*Exercise prompt:* Give again, exactly as written, each line of the material below starting at the line that contains "Target: window pane" and ending at the line that contains "142, one pair per line.". Both ends count, and no other line does.

*Supplied records:*
##############################

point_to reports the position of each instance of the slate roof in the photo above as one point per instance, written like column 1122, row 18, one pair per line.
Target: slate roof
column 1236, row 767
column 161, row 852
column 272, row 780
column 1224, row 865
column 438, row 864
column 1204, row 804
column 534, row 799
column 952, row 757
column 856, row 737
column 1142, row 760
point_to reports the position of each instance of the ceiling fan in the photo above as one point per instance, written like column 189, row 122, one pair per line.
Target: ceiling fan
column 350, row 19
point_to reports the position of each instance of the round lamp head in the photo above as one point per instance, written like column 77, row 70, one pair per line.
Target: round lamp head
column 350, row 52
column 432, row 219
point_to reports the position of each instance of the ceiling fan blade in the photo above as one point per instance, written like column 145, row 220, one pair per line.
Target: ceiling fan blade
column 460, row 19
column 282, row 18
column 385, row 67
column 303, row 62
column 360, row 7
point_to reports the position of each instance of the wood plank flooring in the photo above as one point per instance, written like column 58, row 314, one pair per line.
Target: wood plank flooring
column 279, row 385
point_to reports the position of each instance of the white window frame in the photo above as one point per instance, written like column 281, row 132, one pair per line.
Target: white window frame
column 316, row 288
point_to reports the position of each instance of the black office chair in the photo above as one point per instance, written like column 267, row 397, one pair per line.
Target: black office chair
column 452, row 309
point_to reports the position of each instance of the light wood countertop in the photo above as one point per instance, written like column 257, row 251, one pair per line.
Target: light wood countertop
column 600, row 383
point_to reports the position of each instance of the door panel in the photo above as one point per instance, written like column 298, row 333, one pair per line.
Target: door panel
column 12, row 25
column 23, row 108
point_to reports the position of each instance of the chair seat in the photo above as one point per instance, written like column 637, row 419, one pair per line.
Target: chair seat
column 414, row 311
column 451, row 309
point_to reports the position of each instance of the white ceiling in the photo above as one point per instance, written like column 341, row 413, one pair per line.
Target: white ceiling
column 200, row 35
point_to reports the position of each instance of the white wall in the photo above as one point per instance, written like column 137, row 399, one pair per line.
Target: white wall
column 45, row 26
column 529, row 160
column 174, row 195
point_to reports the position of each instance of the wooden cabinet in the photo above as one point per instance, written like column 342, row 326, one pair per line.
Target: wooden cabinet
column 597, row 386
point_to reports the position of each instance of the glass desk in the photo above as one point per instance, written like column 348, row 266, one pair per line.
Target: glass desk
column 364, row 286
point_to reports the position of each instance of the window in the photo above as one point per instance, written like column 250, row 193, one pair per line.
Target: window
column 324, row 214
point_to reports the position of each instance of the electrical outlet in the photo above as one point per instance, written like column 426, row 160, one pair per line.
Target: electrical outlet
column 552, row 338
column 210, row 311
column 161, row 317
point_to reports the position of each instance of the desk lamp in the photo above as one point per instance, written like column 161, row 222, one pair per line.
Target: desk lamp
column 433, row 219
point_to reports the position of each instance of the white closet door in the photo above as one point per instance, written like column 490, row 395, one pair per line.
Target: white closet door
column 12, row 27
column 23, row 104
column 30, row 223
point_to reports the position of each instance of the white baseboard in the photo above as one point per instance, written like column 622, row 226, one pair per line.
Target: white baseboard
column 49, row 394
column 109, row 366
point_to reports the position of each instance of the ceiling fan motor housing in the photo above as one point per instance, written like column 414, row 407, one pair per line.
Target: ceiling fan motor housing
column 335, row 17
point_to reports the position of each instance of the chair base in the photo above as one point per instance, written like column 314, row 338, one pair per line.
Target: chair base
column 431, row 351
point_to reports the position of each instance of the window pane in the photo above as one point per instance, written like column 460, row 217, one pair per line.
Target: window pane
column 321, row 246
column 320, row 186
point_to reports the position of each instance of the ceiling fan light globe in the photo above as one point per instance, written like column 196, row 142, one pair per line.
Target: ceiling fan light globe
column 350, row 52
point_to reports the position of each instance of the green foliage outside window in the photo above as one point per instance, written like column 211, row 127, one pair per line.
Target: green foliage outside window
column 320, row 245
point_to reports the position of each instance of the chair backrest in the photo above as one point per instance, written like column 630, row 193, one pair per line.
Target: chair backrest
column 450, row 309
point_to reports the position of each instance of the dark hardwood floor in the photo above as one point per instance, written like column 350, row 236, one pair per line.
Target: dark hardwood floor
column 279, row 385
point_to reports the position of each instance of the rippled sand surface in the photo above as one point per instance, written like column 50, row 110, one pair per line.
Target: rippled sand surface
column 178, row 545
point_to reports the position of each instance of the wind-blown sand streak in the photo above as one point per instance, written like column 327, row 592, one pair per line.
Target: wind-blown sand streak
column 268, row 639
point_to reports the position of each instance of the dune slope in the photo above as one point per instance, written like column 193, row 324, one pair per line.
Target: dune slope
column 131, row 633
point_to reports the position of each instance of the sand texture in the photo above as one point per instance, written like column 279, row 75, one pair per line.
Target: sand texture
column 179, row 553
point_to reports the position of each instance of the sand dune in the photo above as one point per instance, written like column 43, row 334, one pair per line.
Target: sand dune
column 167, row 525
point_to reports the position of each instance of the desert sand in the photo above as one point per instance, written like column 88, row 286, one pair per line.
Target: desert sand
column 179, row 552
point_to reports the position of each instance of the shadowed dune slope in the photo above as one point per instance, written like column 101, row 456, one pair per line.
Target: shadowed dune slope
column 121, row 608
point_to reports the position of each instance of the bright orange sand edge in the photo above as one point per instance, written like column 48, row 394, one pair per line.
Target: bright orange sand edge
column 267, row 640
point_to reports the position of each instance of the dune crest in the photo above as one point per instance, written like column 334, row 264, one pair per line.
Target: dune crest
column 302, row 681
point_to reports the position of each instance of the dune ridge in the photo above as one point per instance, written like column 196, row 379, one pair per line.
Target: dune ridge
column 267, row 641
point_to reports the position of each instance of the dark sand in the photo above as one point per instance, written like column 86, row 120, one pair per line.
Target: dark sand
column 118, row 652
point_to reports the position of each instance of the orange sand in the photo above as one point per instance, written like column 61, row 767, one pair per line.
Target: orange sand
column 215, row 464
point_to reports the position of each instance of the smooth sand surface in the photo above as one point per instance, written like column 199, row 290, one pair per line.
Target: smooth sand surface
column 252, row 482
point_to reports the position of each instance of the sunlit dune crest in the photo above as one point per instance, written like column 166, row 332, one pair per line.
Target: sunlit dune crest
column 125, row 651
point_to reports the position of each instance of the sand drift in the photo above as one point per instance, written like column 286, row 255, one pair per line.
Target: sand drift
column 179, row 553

##############################

*Written reply:*
Target: window pane
column 321, row 246
column 320, row 186
point_to reports the position of each instance of the ceiling fan light globe in the photo above as one point per instance, written like column 196, row 142, one pair per line.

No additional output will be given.